* [What to produce] Convert the material below into a numbered list, omitting blank lines and leaving out the pictures.

[Segmentation labeling entries]
-----
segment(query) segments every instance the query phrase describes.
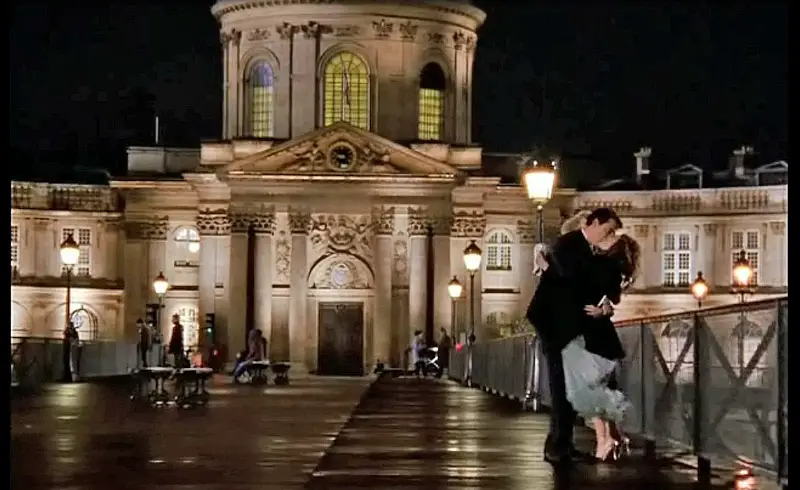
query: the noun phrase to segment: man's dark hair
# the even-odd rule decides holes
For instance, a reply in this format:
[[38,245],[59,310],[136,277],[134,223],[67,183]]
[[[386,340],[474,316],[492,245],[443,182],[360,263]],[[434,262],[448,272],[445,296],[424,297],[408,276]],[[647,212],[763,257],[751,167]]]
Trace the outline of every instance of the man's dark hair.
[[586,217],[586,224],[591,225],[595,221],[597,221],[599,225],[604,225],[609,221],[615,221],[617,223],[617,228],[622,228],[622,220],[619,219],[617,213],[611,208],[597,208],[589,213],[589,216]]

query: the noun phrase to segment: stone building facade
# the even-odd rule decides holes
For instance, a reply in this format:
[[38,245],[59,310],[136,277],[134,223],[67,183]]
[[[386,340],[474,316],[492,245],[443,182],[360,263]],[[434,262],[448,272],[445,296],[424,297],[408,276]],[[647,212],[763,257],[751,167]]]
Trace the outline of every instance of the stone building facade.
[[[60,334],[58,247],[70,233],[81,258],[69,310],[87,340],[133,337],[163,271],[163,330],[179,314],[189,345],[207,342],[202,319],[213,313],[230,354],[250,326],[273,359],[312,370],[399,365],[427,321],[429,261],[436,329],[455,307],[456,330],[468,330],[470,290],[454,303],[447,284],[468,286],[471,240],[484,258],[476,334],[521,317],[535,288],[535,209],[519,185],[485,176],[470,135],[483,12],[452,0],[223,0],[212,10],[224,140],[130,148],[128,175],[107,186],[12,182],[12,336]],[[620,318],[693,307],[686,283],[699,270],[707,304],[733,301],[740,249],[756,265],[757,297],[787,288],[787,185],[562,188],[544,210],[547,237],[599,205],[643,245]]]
-----
* [Result for this task]
1. segment(query) segments every instance the query phrase describes.
2. query: the noun phrase to segment: man's dark hair
3. # the even-odd rule decides holes
4. For instance, a reply in this format:
5. [[38,245],[59,310],[136,277],[134,223],[67,183]]
6. [[[386,340],[474,316],[492,245],[443,182],[360,263]],[[434,262],[448,272],[445,296],[424,297],[408,276]],[[647,212],[763,257],[751,167]]]
7. Trace the outline of every instance of the man's dark hair.
8. [[586,217],[586,224],[591,225],[595,221],[597,221],[599,225],[604,225],[609,221],[615,221],[617,223],[617,228],[622,228],[622,220],[619,219],[617,213],[611,208],[597,208],[589,213],[589,216]]
9. query: the noun phrase to segment: stone building facade
10. # the even-odd rule decides holes
11. For instance, a reply in this format:
12. [[38,245],[59,310],[136,277],[134,223],[67,183]]
13. [[[386,340],[474,316],[492,245],[443,182],[360,263]],[[434,262],[448,272],[445,296],[424,297],[408,276]],[[647,212],[763,257],[751,167]]]
14. Trace the outline of every instance of the stone building facade.
15. [[[60,334],[58,247],[70,233],[81,258],[69,310],[87,340],[133,337],[163,271],[163,330],[179,314],[189,345],[207,342],[202,319],[213,313],[230,354],[250,326],[273,359],[312,370],[399,365],[427,321],[429,261],[436,329],[455,307],[456,330],[468,330],[470,290],[454,303],[447,284],[468,286],[471,240],[484,258],[476,334],[521,317],[535,288],[535,209],[519,185],[485,176],[470,135],[483,12],[452,0],[223,0],[212,10],[224,140],[130,148],[128,175],[107,186],[12,182],[12,336]],[[620,318],[693,307],[686,283],[699,270],[707,304],[733,301],[740,249],[756,265],[757,297],[787,288],[787,185],[562,188],[544,210],[547,237],[599,205],[643,245]]]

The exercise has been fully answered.